▸ Exercise directions
Begin at the line that has "of the clothes" and stop at the end of the data, copying every line in that span in full. Shift each coordinate in the results up by 134 and leave everything else unchanged.

▸ Supplied material

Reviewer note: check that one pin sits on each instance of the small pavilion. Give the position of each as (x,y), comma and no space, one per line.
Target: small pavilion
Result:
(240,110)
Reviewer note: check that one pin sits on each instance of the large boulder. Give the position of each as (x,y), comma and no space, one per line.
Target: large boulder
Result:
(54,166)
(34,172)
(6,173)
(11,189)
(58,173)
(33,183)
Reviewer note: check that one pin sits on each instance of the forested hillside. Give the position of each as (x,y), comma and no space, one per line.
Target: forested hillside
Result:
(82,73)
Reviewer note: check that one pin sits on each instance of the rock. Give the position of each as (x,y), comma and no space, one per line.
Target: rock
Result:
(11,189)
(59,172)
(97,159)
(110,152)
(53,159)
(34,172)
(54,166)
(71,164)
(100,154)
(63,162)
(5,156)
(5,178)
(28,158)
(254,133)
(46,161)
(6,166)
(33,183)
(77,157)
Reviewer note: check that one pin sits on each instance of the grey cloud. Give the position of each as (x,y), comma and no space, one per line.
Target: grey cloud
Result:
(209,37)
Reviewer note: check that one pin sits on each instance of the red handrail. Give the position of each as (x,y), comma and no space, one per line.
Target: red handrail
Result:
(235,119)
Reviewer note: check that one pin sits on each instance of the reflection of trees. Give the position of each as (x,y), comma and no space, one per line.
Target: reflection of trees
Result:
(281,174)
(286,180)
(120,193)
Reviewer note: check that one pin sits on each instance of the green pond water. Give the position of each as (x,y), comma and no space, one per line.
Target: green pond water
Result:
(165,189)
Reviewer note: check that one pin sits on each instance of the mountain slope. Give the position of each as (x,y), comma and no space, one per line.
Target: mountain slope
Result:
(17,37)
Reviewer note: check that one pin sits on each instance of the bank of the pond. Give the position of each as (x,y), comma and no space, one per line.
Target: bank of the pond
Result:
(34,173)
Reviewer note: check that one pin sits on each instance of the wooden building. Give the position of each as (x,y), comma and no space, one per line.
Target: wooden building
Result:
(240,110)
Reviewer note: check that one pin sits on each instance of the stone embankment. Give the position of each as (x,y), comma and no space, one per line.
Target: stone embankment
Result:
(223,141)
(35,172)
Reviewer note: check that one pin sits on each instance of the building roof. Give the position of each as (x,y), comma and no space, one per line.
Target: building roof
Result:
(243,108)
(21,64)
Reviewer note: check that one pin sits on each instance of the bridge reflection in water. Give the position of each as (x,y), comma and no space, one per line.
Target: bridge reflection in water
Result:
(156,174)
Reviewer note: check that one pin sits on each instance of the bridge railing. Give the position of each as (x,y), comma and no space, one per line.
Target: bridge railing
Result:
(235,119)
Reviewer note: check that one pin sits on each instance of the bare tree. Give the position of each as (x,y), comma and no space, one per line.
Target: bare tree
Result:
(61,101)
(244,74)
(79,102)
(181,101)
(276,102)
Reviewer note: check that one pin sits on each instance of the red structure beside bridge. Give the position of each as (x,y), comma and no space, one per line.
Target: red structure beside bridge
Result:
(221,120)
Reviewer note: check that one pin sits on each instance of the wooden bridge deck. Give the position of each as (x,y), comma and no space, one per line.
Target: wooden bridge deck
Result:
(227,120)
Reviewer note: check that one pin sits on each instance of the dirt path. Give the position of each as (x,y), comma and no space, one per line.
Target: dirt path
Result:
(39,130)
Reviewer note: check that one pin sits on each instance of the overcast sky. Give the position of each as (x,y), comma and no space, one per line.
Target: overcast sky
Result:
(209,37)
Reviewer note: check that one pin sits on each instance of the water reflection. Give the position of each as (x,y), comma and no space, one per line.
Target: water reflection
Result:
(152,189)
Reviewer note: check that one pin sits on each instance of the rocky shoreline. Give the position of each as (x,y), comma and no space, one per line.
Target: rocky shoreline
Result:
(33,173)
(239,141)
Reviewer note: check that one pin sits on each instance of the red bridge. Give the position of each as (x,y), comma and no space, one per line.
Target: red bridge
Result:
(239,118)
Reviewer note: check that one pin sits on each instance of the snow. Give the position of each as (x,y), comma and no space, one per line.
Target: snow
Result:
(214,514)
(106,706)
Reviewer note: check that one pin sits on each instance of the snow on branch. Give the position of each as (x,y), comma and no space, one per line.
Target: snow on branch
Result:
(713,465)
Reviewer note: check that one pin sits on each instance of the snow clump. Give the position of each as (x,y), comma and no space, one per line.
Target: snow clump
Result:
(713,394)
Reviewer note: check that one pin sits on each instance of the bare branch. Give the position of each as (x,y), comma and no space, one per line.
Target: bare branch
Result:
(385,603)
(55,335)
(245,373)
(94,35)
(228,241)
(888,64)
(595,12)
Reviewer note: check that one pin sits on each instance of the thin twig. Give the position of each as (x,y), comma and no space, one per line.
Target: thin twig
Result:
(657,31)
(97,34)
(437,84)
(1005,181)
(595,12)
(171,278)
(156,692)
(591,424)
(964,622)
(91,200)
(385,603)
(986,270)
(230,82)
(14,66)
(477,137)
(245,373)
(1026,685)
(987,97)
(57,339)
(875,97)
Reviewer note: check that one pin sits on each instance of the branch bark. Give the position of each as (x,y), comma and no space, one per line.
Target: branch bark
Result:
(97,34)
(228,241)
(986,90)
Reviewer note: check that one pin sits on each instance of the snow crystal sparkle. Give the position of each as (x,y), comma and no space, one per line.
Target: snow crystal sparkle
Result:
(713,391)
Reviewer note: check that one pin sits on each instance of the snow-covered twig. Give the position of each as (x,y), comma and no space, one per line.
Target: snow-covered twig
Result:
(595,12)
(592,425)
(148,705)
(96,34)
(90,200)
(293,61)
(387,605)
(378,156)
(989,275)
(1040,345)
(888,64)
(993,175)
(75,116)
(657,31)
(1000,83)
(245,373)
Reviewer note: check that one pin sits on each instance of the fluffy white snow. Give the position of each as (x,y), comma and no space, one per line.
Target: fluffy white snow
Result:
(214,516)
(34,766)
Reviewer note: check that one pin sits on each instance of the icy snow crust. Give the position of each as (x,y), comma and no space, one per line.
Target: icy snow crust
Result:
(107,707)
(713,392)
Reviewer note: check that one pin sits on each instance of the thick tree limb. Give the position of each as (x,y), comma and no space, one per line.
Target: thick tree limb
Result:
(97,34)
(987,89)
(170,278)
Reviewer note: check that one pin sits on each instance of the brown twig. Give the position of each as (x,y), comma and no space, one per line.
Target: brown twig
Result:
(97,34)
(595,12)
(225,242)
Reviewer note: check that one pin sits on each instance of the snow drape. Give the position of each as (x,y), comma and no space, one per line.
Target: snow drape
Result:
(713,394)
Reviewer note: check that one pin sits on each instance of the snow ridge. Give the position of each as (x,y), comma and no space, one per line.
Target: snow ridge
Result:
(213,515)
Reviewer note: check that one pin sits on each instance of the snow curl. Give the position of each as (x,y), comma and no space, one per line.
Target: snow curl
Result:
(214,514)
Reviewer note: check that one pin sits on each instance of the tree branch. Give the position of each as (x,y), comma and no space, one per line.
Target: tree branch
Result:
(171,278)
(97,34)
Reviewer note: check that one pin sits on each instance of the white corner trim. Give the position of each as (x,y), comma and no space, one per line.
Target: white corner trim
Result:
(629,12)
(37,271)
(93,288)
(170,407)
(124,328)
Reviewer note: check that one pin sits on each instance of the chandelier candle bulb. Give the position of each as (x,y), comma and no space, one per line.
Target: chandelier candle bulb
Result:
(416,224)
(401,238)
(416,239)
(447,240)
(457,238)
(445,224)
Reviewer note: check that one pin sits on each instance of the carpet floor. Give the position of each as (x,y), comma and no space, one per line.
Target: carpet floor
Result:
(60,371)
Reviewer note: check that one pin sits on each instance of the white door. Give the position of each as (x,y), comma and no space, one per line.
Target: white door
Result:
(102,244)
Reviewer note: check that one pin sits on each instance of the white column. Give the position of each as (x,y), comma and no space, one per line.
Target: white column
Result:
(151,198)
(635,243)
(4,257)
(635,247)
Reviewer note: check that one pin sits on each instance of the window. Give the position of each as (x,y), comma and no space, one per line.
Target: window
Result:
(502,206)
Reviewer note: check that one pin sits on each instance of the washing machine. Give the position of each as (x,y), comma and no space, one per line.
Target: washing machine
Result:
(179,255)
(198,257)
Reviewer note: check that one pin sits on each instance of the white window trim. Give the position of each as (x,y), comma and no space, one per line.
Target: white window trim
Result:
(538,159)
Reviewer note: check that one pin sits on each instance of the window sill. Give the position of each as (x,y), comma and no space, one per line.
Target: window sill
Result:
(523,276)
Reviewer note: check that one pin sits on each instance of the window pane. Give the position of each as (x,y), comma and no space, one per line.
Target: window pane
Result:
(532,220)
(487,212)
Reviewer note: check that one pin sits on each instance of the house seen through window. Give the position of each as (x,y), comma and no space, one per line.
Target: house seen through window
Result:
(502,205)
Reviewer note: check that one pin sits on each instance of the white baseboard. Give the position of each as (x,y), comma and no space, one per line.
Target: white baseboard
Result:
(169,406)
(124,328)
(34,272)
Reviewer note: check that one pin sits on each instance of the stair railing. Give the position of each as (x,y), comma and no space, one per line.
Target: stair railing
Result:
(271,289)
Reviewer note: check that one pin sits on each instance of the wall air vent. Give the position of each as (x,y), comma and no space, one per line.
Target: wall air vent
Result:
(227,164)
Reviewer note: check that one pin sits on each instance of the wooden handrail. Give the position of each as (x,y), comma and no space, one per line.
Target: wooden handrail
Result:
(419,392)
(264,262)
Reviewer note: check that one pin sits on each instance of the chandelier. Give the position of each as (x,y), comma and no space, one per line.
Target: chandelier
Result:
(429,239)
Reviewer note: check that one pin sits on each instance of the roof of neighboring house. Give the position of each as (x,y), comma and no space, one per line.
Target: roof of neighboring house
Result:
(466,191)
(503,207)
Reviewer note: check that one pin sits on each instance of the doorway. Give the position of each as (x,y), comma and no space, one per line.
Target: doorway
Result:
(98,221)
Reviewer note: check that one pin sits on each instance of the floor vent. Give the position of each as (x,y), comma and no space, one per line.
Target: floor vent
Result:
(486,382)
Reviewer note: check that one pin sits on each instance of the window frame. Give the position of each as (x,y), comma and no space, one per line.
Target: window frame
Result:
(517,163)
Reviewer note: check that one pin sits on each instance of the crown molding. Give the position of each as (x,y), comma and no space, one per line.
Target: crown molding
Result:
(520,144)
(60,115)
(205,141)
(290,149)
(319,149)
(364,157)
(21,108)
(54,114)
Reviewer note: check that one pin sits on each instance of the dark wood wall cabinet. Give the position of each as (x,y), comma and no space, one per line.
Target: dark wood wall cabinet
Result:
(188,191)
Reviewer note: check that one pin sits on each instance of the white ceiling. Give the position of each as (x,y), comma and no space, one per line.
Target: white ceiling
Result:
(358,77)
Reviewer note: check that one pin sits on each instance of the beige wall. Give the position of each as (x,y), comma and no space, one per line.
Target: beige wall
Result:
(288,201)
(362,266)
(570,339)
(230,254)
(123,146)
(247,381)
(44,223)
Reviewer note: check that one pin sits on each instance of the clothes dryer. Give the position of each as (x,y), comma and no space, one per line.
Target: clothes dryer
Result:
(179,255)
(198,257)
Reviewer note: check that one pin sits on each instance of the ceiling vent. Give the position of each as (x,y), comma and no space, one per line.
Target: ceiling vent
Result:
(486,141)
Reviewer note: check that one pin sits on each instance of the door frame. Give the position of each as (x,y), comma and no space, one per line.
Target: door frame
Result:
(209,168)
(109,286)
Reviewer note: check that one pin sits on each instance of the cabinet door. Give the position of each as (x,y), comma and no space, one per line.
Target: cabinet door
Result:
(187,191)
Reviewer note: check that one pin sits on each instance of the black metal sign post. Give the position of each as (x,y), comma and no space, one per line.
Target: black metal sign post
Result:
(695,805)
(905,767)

▸ Result for this task
Reviewer note: check that one pin sits on each instance of the clothes dryer. Give the position of each as (x,y), comma and no space, one per line.
Target: clothes dryer
Result:
(313,389)
(332,391)
Reviewer note: check that one pin sits on each instance of the ceiling vent. Give the position of each as (x,y), comma and no space, one per line.
Target: ceiling vent
Result:
(620,275)
Reviewer note: check that one pin sits on each instance of the door frame. Give the position of each as (x,y), comma and no space, one per line.
Target: door frame
Result:
(343,302)
(243,420)
Reviewer note: check that one pin sits on each instance of the cabinet door. Give the position of each as (x,y), comma and no space, one per line.
Target: cabinet door
Result:
(321,325)
Reviewer note: check that one pin sits on each instance of the black metal sign post. Give the position of each as (x,y), comma and no space, one per line.
Target: black metal sign post
Result:
(829,939)
(1039,901)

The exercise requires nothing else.